◆ **About this exercise**
Produce a verbatim copy of the records, and keep the images out of it.

(Collected data entries)
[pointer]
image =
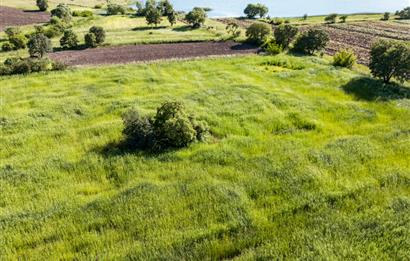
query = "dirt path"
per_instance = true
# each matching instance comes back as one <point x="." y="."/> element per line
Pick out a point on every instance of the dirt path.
<point x="16" y="17"/>
<point x="150" y="52"/>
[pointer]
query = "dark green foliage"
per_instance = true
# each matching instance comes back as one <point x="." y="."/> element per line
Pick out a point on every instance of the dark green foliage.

◆ **Result for this exercise**
[pointer]
image =
query = "dirt path"
per_instance = true
# each matching instance comes back as one <point x="." y="."/> element per line
Pick out a point on every instance of the dirt path.
<point x="16" y="17"/>
<point x="150" y="52"/>
[pointer]
query = "dark green foliage"
per_instance = true
# each matching instance comes back as one <point x="." y="."/> element per line
Pick out a point on every instance of the dark green foliage.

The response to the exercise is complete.